• Extracted records:
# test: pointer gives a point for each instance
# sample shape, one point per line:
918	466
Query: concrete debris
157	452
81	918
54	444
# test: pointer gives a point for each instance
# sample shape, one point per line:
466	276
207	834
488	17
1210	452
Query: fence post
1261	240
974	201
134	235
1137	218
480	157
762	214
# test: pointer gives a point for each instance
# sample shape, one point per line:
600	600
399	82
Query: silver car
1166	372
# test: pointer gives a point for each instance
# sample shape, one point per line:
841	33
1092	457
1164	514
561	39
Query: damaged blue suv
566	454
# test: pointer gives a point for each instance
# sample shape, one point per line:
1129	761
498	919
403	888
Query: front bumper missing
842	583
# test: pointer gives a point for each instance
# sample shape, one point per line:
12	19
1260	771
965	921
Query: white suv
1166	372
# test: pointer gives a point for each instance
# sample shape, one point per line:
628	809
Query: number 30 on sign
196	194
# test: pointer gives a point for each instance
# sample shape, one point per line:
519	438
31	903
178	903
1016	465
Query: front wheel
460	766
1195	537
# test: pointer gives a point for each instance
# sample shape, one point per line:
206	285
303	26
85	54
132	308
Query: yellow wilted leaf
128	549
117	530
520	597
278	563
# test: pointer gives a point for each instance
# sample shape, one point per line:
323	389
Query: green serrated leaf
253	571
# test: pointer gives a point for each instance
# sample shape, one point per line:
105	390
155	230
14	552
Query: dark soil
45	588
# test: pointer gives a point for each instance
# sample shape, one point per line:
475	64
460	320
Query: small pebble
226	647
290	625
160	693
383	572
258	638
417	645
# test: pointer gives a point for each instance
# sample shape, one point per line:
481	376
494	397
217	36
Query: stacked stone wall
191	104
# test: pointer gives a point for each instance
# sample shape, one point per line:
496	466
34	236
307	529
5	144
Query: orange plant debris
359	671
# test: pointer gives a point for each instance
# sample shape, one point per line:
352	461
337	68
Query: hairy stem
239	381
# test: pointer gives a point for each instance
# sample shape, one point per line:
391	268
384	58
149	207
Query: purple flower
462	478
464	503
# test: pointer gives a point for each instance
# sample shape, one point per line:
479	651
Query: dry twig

• Task to carry out:
Count the lines in the entries above that contain the word "leaf". Reply with that number only.

• Answer to the exercise:
2